→ Seitentext:

* * * * * * * * *

Ungewöhnliche Pulsare in Sternhaufen Terzan 5 entdeckt

Zehn neue Neutronensterne erlauben neue Tests extremer Sternphysik und der Relativitätstheorie

Neutronensterne gehören zu den faszinierendsten Objekten im Universum. Große Massenanteile des Vorgängersterns versammelt sich hier in einer Kugel mit einem Radius von nur knapp über 10 Kilometern. Mit anderen Worten: Ein Teelöffel dieser Sternleichen wiegt über eine Milliarde Tonnen. Viele Geheimnisse dieser Exoten sind noch immer unerforscht. Der Kugelsternhaufen Terzan 5, bekannt für seine dichte Sternenpopulation, ist ein Neutronenstern-Hotspot und ein beliebtes Ziel von Teleskopen. Ein internationales Team hat nun dank hochempfindlicher Beobachtungen mit dem MeerKAT-Radioteleskop zehn bisher unbekannte Millisekunden-Pulsare in Terzan 5 aufgespürt, eine besondere Klasse solcher Neutronensterne. Ihre Untersuchung könnte noch viel über diese mysteriösen Objekte verraten und dabei helfen, Einsteins Relativitätstheorie weiteren Tests zu unterziehen. 

Ein internationales Team unter der Leitung von Forschern des Max-Planck-Instituts für Gravitationsphysik (Albert-Einstein-Institut; AEI), des Max-Planck-Instituts für Radioastronomie (MPIfR) und des National Radio Astronomy Observatory der National Science Foundation in den USA (NRAO) hat zehn schnell rotierende Neutronensterne im Kugelsternhaufen Terzan 5 entdeckt. Viele von ihnen befinden sich in ungewöhnlichen und seltenen Doppelsternsystemen, darunter möglicherweise ein rekordverdächtiger Doppelneutronenstern, ein Pulsar in einer extrem elliptischen Umlaufbahn und mehrere „Spinnensysteme“, in denen die Neutronensterne ihre Begleiter verdampfen. Diese Funde in den Daten des MeerKAT-Radioteleskops erhöhen die Anzahl der in diesem sehr dichten Sternhaufen bekannten Millisekunden-Pulsare um mehr als ein Viertel auf insgesamt 49. Das Forschungsteam hofft, weitere Pulsare in potenziell noch extremeren Doppelsternsystemen zu entdecken: Sie planen, zukünftig alle mit MeerKAT von Terzan 5 aufgezeichneten Daten zu durchsuchen, indem sie die enorme Rechenleistung des vom AEI geleiteten verteilten Rechenprojekts Einstein@Home nutzen.

* * * * * * * * *

→ Daten dieser Übung:
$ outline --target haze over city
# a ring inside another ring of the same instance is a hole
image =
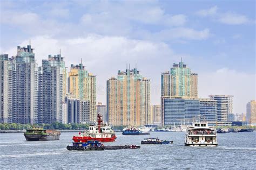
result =
[[[17,46],[31,39],[39,66],[59,49],[69,69],[82,58],[97,76],[97,101],[105,104],[107,80],[130,63],[151,79],[151,104],[159,104],[161,73],[182,58],[198,74],[199,97],[234,95],[234,113],[241,114],[256,96],[255,5],[6,1],[1,3],[0,51],[15,55]]]

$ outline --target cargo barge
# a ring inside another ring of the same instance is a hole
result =
[[[43,127],[33,127],[27,130],[24,136],[28,141],[59,140],[60,132],[55,130],[44,130]]]
[[[147,135],[150,134],[149,132],[143,132],[138,128],[127,128],[123,130],[123,135]]]

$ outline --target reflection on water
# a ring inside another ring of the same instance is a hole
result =
[[[151,132],[150,136],[122,136],[105,145],[140,145],[144,138],[173,140],[173,144],[143,145],[138,150],[68,151],[73,133],[60,140],[27,141],[22,133],[0,134],[0,169],[253,169],[256,132],[218,134],[219,146],[184,146],[185,132]]]

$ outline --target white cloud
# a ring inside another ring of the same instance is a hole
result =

* * * * * * * * *

→ Aufgabe 1:
Fasse den Text über die Pulsare in Terzan 5 in zwei Sätzen zusammen.
→ Aufgabe 2:
Gib die Zeilen der Auflistung unverändert wieder, von der Zeile mit „--target white cloud“ bis einschließlich zum Ende der Auflistung.

→ Lösung 1:
Ein internationales Team hat mit dem MeerKAT-Radioteleskop zehn bisher unbekannte Millisekunden-Pulsare im Kugelsternhaufen Terzan 5 entdeckt, viele davon in ungewöhnlichen und seltenen Doppelsternsystemen. Damit steigt die Zahl der dort bekannten Millisekunden-Pulsare auf 49, und ihre Untersuchung könnte mehr über Neutronensterne verraten und weitere Tests der Relativitätstheorie ermöglichen.

→ Lösung 2:
$ outline --target white cloud
# a ring inside another ring of the same instance is a hole
result =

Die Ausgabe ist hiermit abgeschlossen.